Nothing but the lines from the one containing "Query: lichen on bark" through the last line of the records below should be written out, each exactly as it stands.

Stored records
=-=-=-=-=
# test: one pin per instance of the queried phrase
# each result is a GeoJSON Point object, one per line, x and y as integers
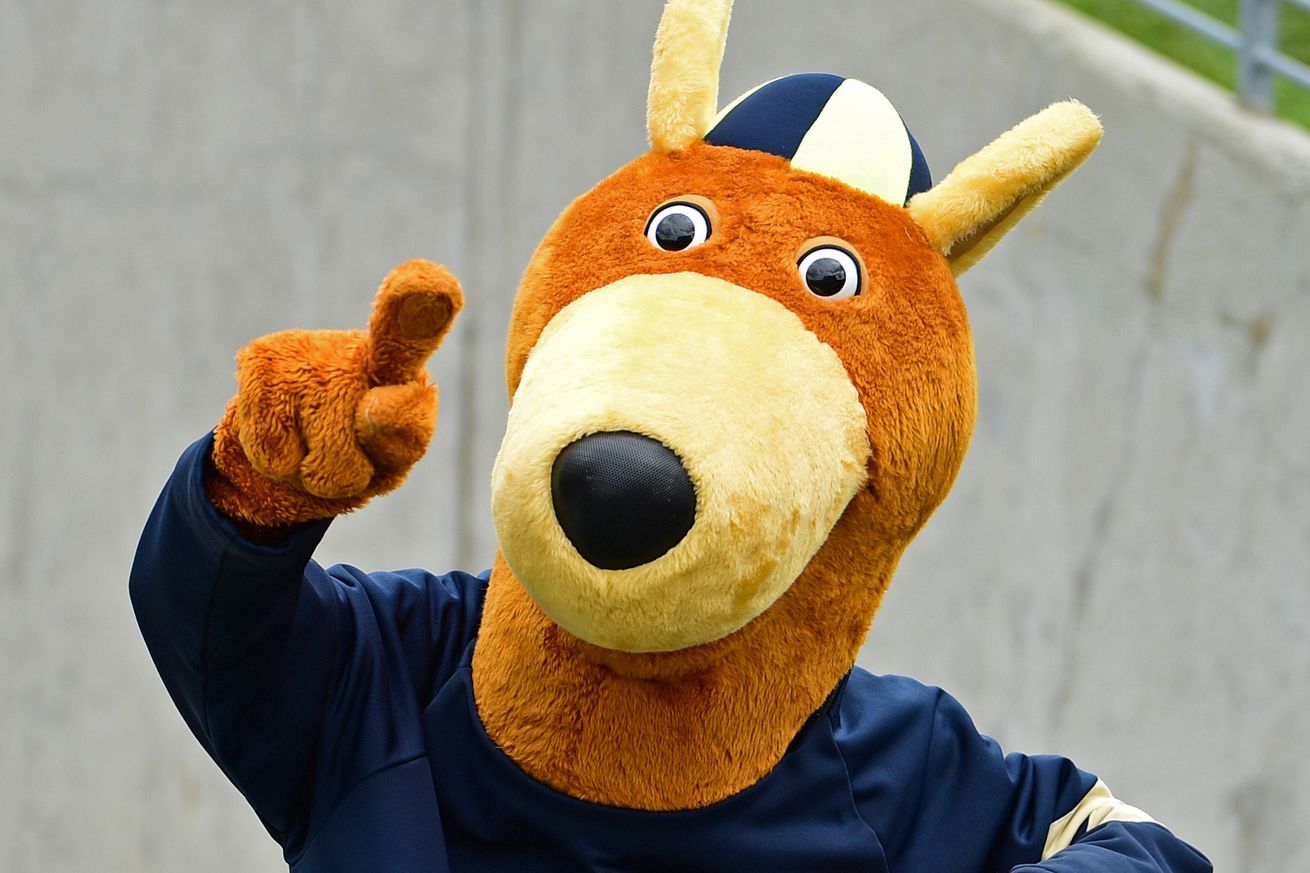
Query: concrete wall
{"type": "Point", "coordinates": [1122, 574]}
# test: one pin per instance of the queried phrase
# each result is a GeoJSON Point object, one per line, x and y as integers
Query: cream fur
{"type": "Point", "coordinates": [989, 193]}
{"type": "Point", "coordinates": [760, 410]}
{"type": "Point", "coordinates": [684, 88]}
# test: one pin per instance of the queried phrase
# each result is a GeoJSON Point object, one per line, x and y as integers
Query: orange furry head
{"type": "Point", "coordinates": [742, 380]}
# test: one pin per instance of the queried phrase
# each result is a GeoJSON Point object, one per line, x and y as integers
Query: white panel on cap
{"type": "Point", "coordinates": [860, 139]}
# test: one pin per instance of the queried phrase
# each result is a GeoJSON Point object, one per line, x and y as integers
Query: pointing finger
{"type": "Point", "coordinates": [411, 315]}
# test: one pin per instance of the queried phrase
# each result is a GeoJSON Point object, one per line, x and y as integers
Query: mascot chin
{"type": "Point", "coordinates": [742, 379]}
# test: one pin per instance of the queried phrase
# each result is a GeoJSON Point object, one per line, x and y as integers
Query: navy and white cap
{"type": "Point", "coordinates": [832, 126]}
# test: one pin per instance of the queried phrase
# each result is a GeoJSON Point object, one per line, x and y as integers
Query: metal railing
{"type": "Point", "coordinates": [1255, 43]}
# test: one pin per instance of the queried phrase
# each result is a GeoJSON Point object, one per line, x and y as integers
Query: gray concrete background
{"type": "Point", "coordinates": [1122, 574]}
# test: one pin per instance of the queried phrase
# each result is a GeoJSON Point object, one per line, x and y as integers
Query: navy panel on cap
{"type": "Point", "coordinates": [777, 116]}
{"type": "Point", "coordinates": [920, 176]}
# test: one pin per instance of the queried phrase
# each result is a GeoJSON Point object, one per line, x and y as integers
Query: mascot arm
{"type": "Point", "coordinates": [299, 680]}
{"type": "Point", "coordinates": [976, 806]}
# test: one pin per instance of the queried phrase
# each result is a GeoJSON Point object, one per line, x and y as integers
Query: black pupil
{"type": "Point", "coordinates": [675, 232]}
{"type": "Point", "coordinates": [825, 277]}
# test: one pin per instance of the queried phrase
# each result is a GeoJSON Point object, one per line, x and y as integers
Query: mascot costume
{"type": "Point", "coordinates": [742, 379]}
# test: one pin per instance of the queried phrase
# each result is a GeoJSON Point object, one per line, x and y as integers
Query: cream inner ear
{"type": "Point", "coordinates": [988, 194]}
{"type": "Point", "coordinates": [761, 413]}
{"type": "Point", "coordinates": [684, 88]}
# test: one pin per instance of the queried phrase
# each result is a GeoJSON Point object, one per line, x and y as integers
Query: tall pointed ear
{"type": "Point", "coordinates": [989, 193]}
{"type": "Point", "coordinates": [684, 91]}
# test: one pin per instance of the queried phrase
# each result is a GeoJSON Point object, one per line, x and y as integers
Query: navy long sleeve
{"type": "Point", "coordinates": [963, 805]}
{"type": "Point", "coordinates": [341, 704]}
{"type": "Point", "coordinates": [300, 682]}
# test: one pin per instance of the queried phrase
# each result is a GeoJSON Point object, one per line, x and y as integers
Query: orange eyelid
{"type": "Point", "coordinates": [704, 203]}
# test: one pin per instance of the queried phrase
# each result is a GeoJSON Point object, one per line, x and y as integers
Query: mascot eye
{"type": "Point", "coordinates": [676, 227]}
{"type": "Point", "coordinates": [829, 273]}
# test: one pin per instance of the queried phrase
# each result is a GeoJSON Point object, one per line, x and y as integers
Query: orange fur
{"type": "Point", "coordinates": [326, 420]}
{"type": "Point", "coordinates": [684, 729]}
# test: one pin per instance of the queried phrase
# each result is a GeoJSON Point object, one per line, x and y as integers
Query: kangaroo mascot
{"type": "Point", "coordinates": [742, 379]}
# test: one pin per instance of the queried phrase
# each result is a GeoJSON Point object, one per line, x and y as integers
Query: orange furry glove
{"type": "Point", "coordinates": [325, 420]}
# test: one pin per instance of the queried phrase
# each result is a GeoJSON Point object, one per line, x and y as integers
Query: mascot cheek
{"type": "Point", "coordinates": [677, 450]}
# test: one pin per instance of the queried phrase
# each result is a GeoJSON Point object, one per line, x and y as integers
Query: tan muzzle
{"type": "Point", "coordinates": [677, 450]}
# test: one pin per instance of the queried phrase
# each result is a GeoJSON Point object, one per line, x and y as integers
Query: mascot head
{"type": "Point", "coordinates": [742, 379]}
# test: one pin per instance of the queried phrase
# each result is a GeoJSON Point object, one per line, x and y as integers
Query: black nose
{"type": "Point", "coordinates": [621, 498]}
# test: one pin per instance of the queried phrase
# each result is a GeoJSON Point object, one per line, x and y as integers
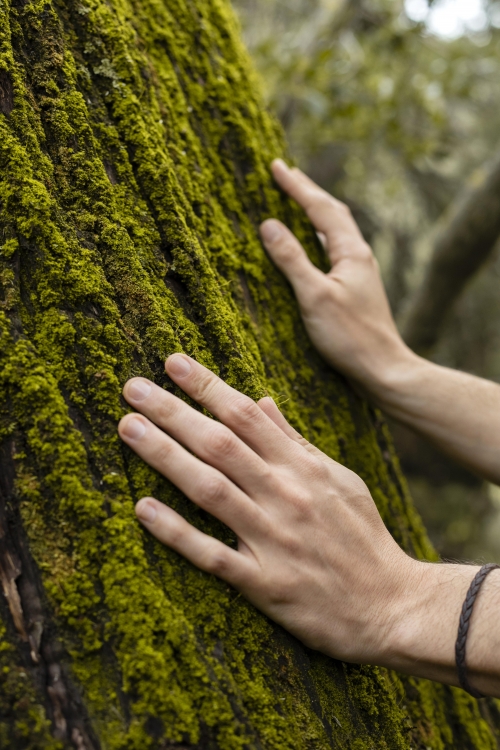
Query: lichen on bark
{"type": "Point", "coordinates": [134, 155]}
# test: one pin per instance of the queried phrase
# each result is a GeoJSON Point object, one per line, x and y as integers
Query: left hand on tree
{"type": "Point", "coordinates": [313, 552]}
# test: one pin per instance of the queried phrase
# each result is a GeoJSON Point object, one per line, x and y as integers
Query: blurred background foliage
=-=-=-=-=
◆ EXERCISE SOLUTION:
Query: lichen on bark
{"type": "Point", "coordinates": [134, 155]}
# test: one pin per instance of the queried phrase
# each result is a GeoJSON Point object, one per line, x and y as integers
Query: left hand on tree
{"type": "Point", "coordinates": [313, 552]}
# test: one pin per instance of the queried phrase
# each result is a GeoJSON Point object, one per line, x and y as integers
Query: blurred background foliage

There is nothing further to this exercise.